(Segmentation labeling entries)
⁂

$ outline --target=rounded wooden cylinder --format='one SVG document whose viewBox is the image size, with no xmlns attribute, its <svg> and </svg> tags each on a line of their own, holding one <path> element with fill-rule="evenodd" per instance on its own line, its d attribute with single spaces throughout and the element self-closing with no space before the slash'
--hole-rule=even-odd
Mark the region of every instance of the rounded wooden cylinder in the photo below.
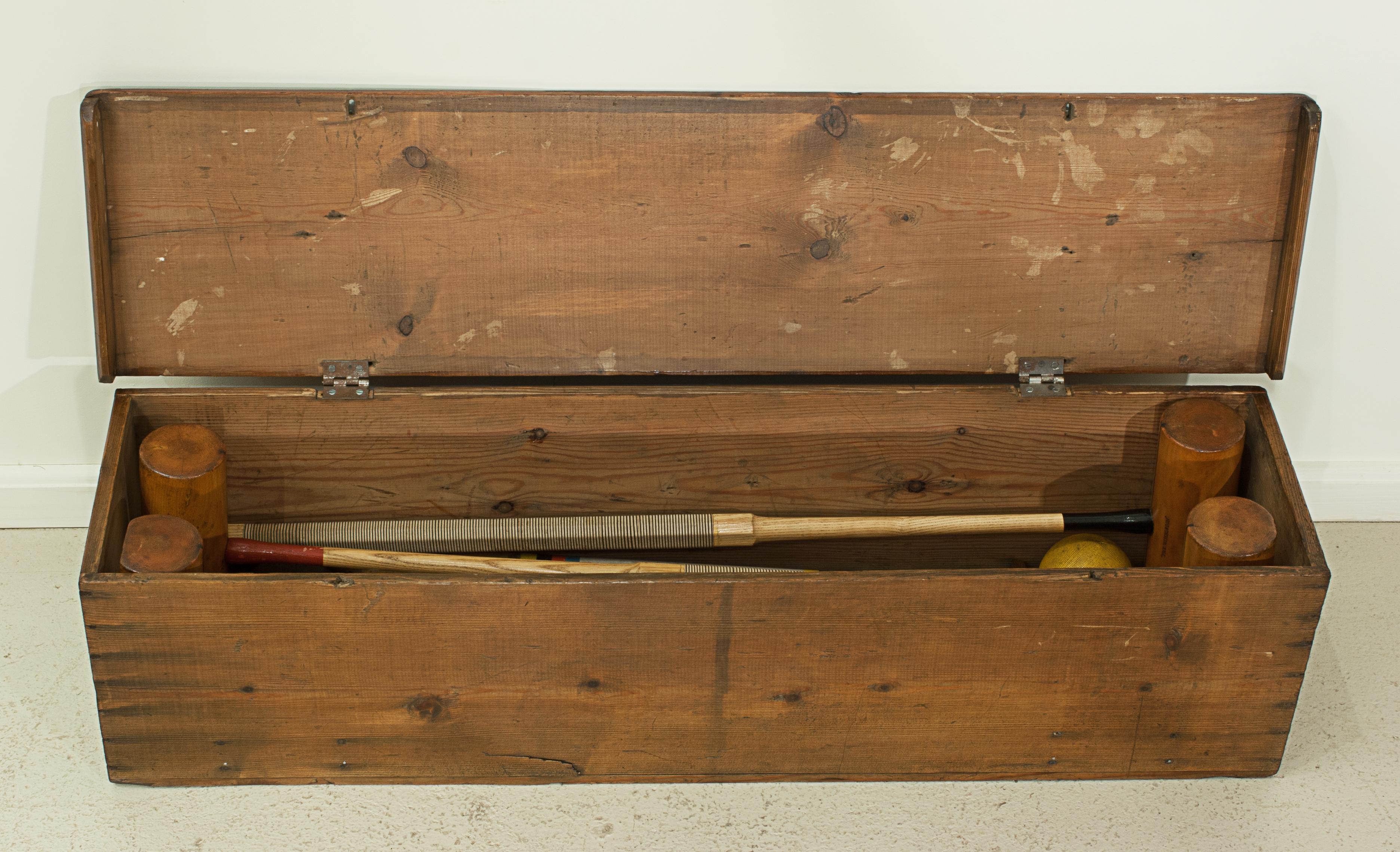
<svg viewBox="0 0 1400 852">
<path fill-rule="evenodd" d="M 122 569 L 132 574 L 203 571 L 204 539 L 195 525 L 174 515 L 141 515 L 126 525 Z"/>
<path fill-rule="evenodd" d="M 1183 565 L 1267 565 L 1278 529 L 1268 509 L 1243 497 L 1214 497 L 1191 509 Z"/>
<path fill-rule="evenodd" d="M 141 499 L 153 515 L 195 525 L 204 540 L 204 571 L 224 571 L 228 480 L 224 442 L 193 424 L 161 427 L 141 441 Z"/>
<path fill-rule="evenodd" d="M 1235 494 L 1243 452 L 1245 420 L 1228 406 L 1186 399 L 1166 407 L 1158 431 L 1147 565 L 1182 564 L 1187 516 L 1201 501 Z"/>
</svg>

⁂

*WHAT TO WORK ON*:
Extract every line of the data above that contains the string "path", copying each line in full.

*OUTPUT OF THE EXERCISE*:
$ outline --target=rounded wooden cylinder --format='one SVG document whose viewBox is the image size, with no xmlns attribute, its <svg> and </svg> tags each on a line of their own, holding one <path> element with fill-rule="evenodd" per instance on its own line, its d attribute with single spaces throughout and the element self-closing with no space before the slash'
<path fill-rule="evenodd" d="M 122 569 L 132 574 L 203 571 L 204 539 L 195 525 L 174 515 L 141 515 L 126 525 Z"/>
<path fill-rule="evenodd" d="M 1183 565 L 1267 565 L 1278 529 L 1268 509 L 1243 497 L 1214 497 L 1191 509 Z"/>
<path fill-rule="evenodd" d="M 141 499 L 153 515 L 195 525 L 204 540 L 204 571 L 224 571 L 228 480 L 224 442 L 193 424 L 161 427 L 141 441 Z"/>
<path fill-rule="evenodd" d="M 1235 494 L 1243 452 L 1245 420 L 1228 406 L 1186 399 L 1166 407 L 1158 431 L 1147 565 L 1182 564 L 1187 516 L 1201 501 Z"/>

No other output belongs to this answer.